Entries from a pointing dataset
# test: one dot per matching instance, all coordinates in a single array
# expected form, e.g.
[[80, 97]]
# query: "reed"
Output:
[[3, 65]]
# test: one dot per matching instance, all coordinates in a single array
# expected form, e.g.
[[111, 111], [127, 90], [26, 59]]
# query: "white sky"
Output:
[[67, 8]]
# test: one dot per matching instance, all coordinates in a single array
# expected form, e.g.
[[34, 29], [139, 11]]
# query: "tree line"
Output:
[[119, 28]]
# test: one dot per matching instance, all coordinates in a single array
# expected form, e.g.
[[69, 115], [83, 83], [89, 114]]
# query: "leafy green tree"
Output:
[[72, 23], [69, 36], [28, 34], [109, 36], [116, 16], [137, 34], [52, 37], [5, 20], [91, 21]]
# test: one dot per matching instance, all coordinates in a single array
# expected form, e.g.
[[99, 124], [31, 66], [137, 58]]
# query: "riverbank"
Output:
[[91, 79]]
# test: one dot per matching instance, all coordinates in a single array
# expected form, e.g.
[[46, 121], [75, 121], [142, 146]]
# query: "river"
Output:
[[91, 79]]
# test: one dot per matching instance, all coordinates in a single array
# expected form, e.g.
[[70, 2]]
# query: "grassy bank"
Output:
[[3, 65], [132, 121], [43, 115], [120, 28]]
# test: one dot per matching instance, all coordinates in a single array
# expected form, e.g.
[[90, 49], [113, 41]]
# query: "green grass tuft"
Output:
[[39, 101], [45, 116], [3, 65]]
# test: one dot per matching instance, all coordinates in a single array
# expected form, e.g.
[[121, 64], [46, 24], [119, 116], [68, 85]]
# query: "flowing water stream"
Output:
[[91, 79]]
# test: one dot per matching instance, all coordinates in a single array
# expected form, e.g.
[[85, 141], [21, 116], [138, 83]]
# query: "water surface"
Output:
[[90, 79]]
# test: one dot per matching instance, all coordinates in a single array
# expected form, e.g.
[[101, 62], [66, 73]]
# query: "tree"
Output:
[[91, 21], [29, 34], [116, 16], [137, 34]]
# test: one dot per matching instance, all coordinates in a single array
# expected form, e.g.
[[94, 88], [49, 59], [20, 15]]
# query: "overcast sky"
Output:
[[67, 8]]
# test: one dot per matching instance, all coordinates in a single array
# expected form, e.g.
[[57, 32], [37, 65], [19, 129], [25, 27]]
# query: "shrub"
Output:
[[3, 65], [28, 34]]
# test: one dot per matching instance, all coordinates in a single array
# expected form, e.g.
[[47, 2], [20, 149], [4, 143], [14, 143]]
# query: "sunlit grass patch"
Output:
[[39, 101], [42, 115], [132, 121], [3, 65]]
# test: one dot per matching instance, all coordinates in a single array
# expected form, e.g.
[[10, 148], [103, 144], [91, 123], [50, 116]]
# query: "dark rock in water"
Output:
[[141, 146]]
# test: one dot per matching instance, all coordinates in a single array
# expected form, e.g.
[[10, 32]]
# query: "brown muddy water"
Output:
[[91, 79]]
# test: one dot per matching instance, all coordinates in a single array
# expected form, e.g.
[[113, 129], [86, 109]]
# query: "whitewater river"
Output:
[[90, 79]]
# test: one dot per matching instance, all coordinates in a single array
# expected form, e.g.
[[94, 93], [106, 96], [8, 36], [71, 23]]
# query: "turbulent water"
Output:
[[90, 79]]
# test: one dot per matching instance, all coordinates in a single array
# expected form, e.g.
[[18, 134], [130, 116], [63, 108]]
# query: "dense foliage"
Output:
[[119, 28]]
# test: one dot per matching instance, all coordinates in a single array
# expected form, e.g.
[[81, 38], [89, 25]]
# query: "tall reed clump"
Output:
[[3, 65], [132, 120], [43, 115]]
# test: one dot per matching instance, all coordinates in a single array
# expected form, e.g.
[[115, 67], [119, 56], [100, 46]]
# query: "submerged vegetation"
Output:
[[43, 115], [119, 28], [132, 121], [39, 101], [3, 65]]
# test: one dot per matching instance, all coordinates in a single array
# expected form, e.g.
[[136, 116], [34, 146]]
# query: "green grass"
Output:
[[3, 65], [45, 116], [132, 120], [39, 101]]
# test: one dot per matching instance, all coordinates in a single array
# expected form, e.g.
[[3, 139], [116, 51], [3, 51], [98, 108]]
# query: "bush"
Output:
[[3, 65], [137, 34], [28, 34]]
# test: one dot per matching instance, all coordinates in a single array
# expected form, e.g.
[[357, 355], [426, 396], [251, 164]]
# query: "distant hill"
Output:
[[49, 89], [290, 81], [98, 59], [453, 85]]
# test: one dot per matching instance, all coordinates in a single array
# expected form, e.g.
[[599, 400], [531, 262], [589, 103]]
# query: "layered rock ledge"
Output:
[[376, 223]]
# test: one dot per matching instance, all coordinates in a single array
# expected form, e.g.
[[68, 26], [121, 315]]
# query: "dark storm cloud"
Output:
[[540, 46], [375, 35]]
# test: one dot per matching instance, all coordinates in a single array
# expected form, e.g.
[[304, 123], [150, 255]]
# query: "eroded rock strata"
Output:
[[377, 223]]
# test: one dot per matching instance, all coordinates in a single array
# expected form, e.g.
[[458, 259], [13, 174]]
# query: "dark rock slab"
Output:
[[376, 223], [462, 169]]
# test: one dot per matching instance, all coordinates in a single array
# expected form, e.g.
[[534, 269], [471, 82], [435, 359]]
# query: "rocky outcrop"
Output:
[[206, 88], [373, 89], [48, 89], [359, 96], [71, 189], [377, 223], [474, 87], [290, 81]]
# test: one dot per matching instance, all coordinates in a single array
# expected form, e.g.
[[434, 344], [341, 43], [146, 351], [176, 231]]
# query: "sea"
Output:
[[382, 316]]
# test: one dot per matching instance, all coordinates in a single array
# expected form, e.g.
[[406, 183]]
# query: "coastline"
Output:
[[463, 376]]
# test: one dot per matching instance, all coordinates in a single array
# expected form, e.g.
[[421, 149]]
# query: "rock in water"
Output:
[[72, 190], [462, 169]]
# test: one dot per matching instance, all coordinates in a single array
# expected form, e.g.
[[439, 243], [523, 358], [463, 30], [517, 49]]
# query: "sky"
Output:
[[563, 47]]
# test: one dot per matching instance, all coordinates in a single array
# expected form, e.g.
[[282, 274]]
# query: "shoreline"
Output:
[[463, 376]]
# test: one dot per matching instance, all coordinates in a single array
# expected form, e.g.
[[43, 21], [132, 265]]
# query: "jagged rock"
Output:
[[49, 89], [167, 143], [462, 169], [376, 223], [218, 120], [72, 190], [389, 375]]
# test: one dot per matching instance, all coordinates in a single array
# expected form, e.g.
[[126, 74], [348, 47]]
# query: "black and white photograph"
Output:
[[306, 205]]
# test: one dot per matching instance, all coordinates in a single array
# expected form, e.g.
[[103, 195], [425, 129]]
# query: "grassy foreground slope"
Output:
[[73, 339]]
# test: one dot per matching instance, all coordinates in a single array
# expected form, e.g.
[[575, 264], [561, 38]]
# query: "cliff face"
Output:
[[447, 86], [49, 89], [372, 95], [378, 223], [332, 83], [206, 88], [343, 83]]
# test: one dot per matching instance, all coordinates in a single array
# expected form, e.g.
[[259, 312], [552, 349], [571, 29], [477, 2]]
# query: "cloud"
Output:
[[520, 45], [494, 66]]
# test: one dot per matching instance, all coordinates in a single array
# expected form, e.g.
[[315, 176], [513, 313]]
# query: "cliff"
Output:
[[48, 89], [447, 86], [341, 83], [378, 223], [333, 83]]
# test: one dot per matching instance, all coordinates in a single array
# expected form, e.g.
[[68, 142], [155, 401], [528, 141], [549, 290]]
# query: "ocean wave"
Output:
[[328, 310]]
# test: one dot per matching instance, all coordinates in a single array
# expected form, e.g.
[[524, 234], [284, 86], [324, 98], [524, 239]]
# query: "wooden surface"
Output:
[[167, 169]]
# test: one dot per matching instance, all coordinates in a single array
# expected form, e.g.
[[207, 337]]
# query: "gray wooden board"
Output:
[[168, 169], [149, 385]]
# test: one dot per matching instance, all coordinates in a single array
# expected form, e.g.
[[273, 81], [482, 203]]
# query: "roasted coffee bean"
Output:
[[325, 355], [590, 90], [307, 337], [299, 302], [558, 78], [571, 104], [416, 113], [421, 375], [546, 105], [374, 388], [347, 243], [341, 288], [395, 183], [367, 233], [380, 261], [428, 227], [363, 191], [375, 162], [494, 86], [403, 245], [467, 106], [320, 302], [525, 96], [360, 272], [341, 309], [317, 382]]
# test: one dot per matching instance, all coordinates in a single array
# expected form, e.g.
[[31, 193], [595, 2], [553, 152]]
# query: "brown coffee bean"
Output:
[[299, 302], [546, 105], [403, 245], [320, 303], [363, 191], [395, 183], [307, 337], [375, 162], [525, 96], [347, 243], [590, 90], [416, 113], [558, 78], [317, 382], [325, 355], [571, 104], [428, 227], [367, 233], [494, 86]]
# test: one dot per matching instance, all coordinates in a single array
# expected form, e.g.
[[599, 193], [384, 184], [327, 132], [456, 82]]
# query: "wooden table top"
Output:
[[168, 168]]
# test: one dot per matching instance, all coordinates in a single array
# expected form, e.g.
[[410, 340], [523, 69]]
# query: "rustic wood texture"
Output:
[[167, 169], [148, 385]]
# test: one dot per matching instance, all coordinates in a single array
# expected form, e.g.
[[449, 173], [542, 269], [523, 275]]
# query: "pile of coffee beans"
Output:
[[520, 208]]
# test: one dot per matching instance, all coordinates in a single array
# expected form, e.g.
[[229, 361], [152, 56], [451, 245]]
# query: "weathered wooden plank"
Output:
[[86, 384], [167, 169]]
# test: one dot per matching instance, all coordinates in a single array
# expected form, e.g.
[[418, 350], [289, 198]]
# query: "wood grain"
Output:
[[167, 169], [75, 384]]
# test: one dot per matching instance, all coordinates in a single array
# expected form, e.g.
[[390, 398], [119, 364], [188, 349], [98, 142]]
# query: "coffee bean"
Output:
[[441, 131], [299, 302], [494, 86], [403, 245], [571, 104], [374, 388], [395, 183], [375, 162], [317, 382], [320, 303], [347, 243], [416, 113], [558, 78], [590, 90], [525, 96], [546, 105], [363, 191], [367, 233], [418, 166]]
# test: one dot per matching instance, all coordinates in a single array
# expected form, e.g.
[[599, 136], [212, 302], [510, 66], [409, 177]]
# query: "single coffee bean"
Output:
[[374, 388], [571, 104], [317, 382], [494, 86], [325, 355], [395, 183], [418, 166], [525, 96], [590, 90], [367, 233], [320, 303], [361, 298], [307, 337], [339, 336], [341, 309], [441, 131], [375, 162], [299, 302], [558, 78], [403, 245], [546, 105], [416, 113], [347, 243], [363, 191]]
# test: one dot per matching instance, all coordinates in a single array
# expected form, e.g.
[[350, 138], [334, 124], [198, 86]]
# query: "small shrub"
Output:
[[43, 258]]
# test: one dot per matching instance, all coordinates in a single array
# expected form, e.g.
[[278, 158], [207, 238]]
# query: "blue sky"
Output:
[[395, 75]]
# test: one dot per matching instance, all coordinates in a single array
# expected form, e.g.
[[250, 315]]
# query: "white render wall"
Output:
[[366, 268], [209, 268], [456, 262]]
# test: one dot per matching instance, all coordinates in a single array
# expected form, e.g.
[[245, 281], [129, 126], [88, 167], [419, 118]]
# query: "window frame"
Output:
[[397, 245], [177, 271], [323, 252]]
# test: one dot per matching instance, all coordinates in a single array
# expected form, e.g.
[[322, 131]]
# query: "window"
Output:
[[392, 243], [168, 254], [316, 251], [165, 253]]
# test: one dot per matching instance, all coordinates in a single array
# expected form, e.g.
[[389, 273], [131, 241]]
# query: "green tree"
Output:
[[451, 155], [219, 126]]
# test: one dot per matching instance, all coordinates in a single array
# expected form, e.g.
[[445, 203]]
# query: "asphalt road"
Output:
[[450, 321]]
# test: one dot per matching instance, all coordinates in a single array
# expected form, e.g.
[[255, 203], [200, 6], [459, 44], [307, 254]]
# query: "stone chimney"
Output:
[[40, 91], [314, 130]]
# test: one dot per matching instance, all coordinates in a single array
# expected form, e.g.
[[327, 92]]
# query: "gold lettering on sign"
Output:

WHAT NEEDS TO BE DONE: Rewrite the items from the start through the line that contains "[[3, 65], [132, 121], [43, 115], [120, 28]]", inclusive, keeping every line, requests included. Offset each coordinate in the answers by adding 109, and leave the sample coordinates in the requests as they are.

FINISHED ANSWER:
# test: one dot per matching instance, all coordinates in a single array
# expected form, e.g.
[[80, 97]]
# query: "reed"
Output:
[[112, 174]]
# test: one dot per matching instance, all coordinates in a single array
# expected form, e.g.
[[111, 111], [127, 90], [26, 59]]
# query: "white sky"
Output:
[[176, 117]]
# test: one dot per matching instance, all coordinates in a single array
# expected form, e.g.
[[34, 29], [139, 11]]
# query: "tree line"
Output:
[[228, 137]]
# test: one dot per matching instance, all coordinates in a single array
# expected form, e.g.
[[69, 115], [83, 83], [89, 114]]
# query: "leafy green tree"
Output:
[[181, 132], [178, 145], [137, 143], [218, 145], [225, 125], [246, 143], [161, 146], [114, 129], [200, 130]]
# test: one dot per matching instance, all coordinates in a single array
# expected form, e.g.
[[99, 124], [31, 66], [137, 58]]
# query: "riverbank"
Output:
[[200, 188]]
# test: one dot per matching instance, all coordinates in a single array
# expected form, e.g.
[[46, 121], [75, 121], [142, 146]]
# query: "river"
Output:
[[200, 188]]
# test: one dot per matching instance, all coordinates in a single array
# expected form, e.g.
[[70, 2]]
# query: "grassy bank"
Output:
[[112, 174], [241, 230], [152, 224], [229, 137]]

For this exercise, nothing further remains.